● **Metin bölümü**
Denge ve Denetleme Ağı’nın Demokrasi Atölyeleri sonuç raporu açıklandı: Ekonomik kriz tüm katılımcıların sorunu
Denge ve Denetleme Ağı (DDA), “Gözümüz Demokraside” kampanyası kapsamında düzenlediği demokrasi atölyelerinin sonuç raporunu açıkladı. Raporda deprem felaketi, imar affının yasaklanması ve ekonomik kriz öne çıktı.
Denge ve Denetleme Ağı (DDA), “Gözümüz Demokraside” kampanyası kapsamında 15 şehirde düzenlediği 32 demokrasi atölyesinin sonuç raporunu bugün Ankara’da bir otelde yapılan lansman toplantısıyla açıkladı. Raporun sunumunu Prof. Dr. Emre Erdoğan yaptı. Lansmanın ardından sonuç raporuyla ilgili Doç. Dr. Berk Esen, gazeteci Ceren Bayar, STÖ yöneticisi Müjgan Suver ve Prof. Dr. Tanju Tosun'un katılımıyla panel düzenlendi.

● **Görev tanımı a**
Kayıtlarda "Should you be willing to segment every instance of the black" ifadesini içeren satırdan "M 220 82 L 220" ifadesini içeren satıra kadar (bu satırlar da dahil) olan satırları, "black tire" yerine "rear tire" koyarak ve geri kalan her şeyi olduğu gibi bırakarak yeniden yazın.

● **Girdi satırları**

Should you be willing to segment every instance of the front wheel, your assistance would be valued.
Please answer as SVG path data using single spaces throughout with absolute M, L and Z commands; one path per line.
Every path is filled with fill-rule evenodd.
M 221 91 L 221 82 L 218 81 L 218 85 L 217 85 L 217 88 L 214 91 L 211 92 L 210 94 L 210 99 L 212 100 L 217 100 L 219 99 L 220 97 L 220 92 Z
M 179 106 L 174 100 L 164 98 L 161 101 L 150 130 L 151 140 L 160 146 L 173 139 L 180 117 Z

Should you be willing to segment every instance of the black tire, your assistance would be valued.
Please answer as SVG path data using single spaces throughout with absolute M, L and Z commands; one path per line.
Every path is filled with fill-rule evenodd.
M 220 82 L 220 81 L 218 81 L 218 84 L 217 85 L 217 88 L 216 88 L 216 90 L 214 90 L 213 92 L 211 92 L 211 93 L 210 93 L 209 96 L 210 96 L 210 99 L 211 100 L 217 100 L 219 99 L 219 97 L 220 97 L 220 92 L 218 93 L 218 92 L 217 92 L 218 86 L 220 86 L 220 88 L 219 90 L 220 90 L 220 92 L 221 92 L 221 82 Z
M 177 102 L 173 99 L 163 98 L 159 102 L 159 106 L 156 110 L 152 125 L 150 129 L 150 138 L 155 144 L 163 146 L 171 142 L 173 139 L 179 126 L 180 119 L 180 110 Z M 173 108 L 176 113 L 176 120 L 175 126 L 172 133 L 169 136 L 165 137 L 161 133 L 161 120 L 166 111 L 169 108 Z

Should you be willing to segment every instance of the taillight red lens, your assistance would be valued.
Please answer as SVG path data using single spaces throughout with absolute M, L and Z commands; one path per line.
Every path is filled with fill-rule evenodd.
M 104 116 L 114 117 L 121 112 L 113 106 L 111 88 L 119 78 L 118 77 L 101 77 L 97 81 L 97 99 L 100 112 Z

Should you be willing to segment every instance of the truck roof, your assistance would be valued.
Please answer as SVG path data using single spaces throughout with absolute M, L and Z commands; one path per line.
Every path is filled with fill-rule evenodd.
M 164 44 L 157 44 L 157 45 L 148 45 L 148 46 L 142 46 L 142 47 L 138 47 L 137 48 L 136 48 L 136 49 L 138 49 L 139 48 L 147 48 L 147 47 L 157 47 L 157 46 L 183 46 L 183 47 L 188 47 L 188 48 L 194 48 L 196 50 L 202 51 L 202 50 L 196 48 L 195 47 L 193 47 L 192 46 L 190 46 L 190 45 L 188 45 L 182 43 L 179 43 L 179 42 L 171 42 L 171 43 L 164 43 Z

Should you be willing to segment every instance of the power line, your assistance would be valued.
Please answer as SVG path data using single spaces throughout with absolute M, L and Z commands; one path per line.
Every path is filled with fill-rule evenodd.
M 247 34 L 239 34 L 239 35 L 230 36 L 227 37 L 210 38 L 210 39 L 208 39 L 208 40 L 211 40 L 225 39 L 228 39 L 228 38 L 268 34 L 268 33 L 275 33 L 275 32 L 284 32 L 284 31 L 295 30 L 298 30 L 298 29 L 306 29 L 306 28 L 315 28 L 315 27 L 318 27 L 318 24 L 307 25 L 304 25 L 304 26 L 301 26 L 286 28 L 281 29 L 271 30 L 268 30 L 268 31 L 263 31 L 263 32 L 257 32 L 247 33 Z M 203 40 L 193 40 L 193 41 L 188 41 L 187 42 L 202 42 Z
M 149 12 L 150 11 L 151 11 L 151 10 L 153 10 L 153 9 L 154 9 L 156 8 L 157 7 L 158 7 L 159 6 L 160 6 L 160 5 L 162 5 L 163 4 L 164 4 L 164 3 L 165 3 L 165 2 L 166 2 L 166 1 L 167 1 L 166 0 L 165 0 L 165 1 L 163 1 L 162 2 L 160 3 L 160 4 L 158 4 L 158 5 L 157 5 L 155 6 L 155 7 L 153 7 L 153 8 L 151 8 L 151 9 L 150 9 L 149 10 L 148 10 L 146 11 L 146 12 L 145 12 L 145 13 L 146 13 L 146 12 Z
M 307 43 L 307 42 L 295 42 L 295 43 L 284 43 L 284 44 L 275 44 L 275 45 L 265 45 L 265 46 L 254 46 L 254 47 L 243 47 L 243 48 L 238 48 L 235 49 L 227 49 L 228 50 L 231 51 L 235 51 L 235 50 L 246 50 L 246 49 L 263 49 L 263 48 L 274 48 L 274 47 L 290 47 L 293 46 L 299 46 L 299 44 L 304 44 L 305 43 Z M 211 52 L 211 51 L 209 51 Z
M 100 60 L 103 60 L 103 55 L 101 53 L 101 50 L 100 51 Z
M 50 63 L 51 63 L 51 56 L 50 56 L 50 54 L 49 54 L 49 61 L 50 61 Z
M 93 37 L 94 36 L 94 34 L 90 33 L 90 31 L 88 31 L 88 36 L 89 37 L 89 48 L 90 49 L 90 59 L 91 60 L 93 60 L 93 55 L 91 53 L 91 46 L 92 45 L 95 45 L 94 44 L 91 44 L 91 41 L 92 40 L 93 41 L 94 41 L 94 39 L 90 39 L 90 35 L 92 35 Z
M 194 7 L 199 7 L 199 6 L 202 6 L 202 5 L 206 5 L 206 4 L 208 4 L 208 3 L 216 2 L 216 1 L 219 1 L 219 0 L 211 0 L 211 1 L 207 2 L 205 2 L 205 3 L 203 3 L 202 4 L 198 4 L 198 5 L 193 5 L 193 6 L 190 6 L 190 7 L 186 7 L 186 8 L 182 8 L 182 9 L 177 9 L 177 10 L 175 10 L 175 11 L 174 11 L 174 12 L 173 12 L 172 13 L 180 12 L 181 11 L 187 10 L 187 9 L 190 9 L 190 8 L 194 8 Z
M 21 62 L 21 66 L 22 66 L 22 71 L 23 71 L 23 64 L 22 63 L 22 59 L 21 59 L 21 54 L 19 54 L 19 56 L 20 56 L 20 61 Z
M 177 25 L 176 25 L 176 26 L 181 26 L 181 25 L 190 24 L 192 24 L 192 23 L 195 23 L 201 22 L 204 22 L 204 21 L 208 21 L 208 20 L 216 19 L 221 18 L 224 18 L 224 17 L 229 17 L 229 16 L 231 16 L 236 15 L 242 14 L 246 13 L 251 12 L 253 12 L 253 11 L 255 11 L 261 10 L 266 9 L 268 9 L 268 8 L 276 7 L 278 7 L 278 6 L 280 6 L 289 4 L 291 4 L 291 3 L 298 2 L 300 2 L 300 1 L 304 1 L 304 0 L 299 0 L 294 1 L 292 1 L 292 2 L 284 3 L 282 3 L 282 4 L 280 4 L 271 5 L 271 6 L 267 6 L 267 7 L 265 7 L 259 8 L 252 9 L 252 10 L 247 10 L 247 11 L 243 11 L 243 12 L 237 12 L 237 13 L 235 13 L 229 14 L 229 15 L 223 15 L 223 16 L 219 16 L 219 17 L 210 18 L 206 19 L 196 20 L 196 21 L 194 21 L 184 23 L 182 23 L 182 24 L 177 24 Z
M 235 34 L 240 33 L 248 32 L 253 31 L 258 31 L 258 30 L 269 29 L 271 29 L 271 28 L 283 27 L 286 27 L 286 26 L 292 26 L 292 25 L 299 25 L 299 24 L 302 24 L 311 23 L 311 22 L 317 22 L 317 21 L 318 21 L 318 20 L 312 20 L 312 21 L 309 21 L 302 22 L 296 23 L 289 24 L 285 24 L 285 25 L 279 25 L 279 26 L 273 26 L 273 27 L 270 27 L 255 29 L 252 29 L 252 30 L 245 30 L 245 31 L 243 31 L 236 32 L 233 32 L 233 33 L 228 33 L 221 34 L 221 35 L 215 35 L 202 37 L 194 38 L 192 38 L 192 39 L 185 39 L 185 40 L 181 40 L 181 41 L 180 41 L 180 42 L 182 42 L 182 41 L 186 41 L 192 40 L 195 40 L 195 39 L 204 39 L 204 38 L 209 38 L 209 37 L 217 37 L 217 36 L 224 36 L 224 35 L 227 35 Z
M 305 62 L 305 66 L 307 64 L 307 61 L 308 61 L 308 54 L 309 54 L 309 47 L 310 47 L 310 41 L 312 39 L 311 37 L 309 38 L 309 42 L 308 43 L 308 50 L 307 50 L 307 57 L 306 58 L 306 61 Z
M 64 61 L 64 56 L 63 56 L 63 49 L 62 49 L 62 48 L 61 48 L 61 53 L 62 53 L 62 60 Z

● **Görev tanımı b**
Demokrasi atölyeleri haberine göre aşağıdaki soruları yanıtlayın:
(i) Atölyeler hangi kampanya kapsamında düzenlendi?
(ii) Demokrasi atölyeleri kaç şehirde yapıldı?
(iii) Raporun sunumunu kim yaptı?

● **Alıştırma çıktısı a**
Should you be willing to segment every instance of the rear tire, your assistance would be valued.
Please answer as SVG path data using single spaces throughout with absolute M, L and Z commands; one path per line.
Every path is filled with fill-rule evenodd.
M 220 82 L 220 81 L 218 81 L 218 84 L 217 85 L 217 88 L 216 88 L 216 90 L 214 90 L 213 92 L 211 92 L 211 93 L 210 93 L 209 96 L 210 96 L 210 99 L 211 100 L 217 100 L 219 99 L 219 97 L 220 97 L 220 92 L 218 93 L 218 92 L 217 92 L 218 86 L 220 86 L 220 88 L 219 90 L 220 90 L 220 92 L 221 92 L 221 82 Z

● **Alıştırma çıktısı b**
(i) "Gözümüz Demokraside" kampanyası
(ii) 15 şehirde
(iii) Prof. Dr. Emre Erdoğan